# Petit exercice 1
Recopiez le passage du texte sur l'Église et la bombe compris entre « L'Église et la » et « de ces armes. », ces deux bornes incluses.
# Petit exercice 2
Répondez aux questions suivantes à l'aide du texte sur l'Église et la bombe.
(a) À quelle date les États-Unis ont-ils lancé leur attaque nucléaire sur Nagasaki ?
(b) À combien de morts estime-t-on le bilan des deux bombardements ?
(c) Quel pape a qualifié le nucléaire d'« arme la plus terrible que l'esprit humain ait conçue jusqu'à présent » ?

# Texte à lire
# # # # #
L'Église et la bombe
L’ombre du conflit nucléaire est davantage présente dans les esprits depuis le début de la guerre en Ukraine. En cette date de commémoration du bombardement de Nagasaki, petit rappel de la parole de l’Église catholique et des papes sur les armes de destruction massive.
Le 9 août 1945, les États-Unis lançaient leur seconde attaque nucléaire sur le Japon, à Nagasaki. Trois jours plus tôt, la ville d’Hiroshima avait déjà subi le feu atomique. On estime que ces deux bombardements ont coûté la vie à près de 140’000 personnes. Le monde découvrait alors avec effroi l’énorme pouvoir destructeur de ces armes.
L’Eglise catholique ne tarda pas à mettre en garde contre cette menace d’anéantissement de la civilisation. Dès février 1948, le pape Pie XII s’exprima à ce sujet, qualifiant le nucléaire de «L’arme la plus terrible que l’esprit humain ait conçue jusqu’à présent». Afin de ne pas minimiser le danger, le pontife italien brandissait des scènes apocalyptiques. «Des villes entières, même parmi les plus grandes et les plus riches en histoire et en art, anéanties; une couverture noire de mort sur la matière pulvérisée, recouvrant d’innombrables victimes aux membres brûlés, tordus, éparpillés, tandis que d’autres gémissent dans l’agonie de la mort», décrivait Pie XII le 24 décembre 1955, dans son message de Noël adressé au monde entier.
# # # # #
Extraits d'un jeu de données d'annotation de points:
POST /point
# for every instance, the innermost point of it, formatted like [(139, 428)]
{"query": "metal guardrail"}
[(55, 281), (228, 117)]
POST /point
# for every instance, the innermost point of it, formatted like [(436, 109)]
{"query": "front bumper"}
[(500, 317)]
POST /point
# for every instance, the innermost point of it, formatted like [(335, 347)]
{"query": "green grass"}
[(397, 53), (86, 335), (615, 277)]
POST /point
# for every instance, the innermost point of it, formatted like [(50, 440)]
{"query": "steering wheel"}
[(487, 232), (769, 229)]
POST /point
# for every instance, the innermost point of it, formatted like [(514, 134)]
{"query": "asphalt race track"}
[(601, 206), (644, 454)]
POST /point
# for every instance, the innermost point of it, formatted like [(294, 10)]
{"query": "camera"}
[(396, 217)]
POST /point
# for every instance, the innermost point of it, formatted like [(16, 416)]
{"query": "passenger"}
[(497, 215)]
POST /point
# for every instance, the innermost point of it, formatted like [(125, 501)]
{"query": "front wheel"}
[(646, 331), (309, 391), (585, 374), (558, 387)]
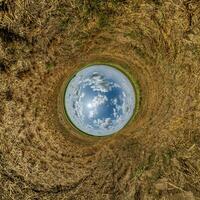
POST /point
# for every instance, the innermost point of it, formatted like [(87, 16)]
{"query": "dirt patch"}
[(156, 156)]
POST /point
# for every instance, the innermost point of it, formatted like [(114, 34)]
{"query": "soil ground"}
[(157, 156)]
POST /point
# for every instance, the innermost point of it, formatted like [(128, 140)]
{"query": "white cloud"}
[(98, 83), (103, 123), (97, 101)]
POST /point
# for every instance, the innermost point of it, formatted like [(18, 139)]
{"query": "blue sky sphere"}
[(99, 100)]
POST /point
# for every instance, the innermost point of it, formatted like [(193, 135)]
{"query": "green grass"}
[(124, 70)]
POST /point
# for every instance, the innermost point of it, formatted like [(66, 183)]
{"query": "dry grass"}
[(155, 157)]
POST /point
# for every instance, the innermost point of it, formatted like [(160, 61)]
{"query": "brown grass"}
[(156, 156)]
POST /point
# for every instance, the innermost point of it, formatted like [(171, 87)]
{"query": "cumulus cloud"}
[(98, 83), (97, 101), (103, 123)]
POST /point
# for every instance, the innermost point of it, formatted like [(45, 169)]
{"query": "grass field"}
[(157, 156)]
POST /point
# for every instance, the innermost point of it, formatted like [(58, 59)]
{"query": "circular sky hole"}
[(99, 100)]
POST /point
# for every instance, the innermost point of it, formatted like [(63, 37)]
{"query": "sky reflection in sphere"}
[(99, 100)]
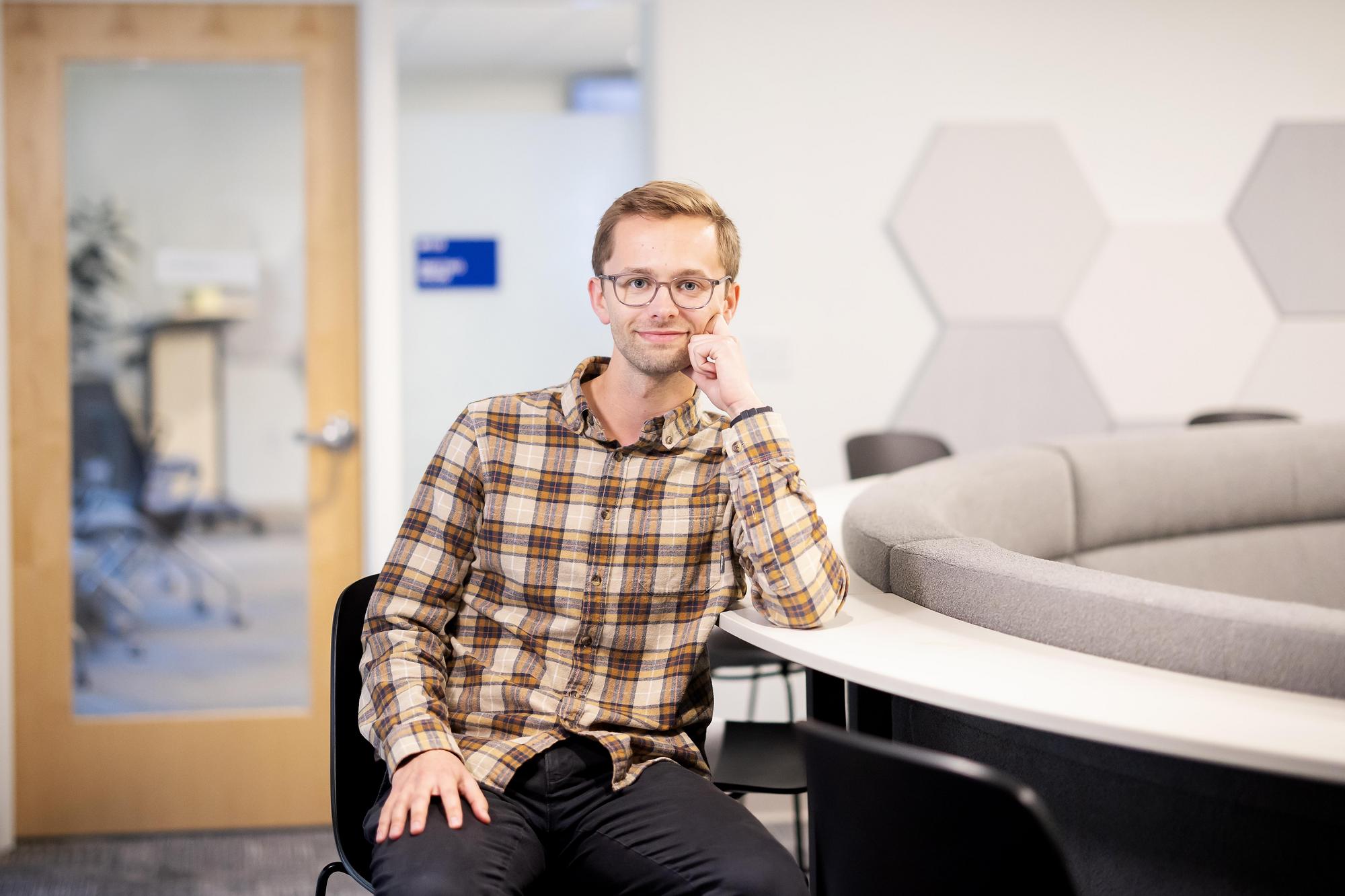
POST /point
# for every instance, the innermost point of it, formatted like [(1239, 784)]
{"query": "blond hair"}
[(664, 200)]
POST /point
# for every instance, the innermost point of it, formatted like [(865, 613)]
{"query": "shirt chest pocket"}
[(684, 553)]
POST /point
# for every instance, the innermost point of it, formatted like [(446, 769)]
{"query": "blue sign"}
[(449, 264)]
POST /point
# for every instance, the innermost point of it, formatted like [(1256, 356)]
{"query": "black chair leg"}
[(798, 834), (328, 872)]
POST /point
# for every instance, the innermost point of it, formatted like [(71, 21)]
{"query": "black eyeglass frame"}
[(714, 283)]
# # # # #
# Corrigé 1
L'Église et la bombe
L’ombre du conflit nucléaire est davantage présente dans les esprits depuis le début de la guerre en Ukraine. En cette date de commémoration du bombardement de Nagasaki, petit rappel de la parole de l’Église catholique et des papes sur les armes de destruction massive.
Le 9 août 1945, les États-Unis lançaient leur seconde attaque nucléaire sur le Japon, à Nagasaki. Trois jours plus tôt, la ville d’Hiroshima avait déjà subi le feu atomique. On estime que ces deux bombardements ont coûté la vie à près de 140’000 personnes. Le monde découvrait alors avec effroi l’énorme pouvoir destructeur de ces armes.

# Corrigé 2
(a) Le 9 août 1945.
(b) Près de 140 000 personnes.
(c) Pie XII.